### PROBLEM STATEMENT:
When a line below contains the word "flower", copy that line.

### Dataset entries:

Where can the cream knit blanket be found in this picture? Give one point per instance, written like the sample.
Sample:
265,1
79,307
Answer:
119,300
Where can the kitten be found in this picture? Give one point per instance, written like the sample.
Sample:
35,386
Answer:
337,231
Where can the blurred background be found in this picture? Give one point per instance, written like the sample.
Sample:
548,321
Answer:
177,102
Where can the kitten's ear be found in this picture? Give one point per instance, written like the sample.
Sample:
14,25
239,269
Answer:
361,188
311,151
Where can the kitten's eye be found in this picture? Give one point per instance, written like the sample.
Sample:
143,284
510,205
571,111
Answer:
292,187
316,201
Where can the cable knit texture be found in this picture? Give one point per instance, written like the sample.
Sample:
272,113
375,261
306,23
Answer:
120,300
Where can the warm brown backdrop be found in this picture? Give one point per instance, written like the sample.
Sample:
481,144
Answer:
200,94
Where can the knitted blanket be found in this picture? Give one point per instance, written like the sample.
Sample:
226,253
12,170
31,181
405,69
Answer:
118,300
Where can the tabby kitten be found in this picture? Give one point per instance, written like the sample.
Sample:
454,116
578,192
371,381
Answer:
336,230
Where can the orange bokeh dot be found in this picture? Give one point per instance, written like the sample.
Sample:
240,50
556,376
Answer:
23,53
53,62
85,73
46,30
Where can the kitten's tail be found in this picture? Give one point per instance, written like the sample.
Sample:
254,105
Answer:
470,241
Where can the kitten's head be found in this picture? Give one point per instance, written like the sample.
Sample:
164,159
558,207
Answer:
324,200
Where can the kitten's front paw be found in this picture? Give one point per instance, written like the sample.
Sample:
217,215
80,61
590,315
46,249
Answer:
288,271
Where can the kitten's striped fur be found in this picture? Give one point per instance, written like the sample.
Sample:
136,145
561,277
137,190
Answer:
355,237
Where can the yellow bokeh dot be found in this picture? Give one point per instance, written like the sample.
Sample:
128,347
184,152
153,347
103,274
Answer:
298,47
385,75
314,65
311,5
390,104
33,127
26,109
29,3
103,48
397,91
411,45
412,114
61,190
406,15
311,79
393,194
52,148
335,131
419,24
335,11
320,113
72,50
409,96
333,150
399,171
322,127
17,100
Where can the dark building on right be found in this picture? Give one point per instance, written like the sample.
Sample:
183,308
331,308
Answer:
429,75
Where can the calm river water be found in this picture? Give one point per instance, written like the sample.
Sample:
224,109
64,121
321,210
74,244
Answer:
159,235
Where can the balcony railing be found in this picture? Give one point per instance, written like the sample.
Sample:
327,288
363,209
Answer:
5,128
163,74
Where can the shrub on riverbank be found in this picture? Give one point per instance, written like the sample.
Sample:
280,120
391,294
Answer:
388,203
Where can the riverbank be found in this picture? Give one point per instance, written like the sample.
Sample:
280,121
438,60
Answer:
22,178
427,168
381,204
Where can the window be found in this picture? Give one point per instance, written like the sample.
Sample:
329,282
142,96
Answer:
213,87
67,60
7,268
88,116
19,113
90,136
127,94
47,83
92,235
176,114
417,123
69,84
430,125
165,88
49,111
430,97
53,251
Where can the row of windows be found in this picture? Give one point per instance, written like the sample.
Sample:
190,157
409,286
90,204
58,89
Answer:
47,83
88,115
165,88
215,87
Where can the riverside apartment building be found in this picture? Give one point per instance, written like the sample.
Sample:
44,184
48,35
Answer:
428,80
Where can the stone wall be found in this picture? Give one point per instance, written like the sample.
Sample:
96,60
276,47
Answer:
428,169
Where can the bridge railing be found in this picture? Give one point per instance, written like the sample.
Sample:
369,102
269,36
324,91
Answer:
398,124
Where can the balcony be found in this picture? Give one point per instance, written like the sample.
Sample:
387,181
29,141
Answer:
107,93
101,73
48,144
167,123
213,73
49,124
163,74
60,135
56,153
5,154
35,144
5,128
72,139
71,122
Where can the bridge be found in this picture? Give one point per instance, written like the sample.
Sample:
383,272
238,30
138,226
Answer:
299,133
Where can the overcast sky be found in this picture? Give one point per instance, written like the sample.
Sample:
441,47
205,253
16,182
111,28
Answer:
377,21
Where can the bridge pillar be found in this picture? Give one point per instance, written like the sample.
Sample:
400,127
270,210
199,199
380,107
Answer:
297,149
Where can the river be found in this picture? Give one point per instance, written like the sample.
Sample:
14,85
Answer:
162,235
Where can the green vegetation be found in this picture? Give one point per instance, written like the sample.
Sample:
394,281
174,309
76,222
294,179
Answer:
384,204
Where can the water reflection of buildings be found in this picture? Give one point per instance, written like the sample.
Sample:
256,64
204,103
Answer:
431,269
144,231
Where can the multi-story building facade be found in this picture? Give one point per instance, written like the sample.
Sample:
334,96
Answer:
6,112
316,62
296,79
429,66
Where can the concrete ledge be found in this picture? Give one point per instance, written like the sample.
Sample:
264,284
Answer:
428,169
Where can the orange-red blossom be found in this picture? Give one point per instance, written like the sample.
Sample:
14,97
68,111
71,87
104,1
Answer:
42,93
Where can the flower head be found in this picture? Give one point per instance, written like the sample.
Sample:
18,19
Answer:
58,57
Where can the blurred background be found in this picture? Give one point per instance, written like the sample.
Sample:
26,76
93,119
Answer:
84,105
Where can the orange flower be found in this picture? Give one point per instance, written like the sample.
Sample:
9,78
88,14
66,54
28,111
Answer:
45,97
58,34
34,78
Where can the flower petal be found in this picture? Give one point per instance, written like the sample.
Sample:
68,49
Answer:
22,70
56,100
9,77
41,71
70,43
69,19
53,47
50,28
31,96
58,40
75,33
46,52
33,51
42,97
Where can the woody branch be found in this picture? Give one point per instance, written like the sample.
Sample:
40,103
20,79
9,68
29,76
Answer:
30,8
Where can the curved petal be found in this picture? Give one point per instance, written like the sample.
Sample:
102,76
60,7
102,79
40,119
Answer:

### RESPONSE TO THE TASK:
Where can the flower head be found in this picture? Give one point per instance, written like the sample.
Where can the orange flower be found in this picture? Give one point per instance, written like the sample.
Where can the flower petal be found in this picture? Give one point per instance, written like the sample.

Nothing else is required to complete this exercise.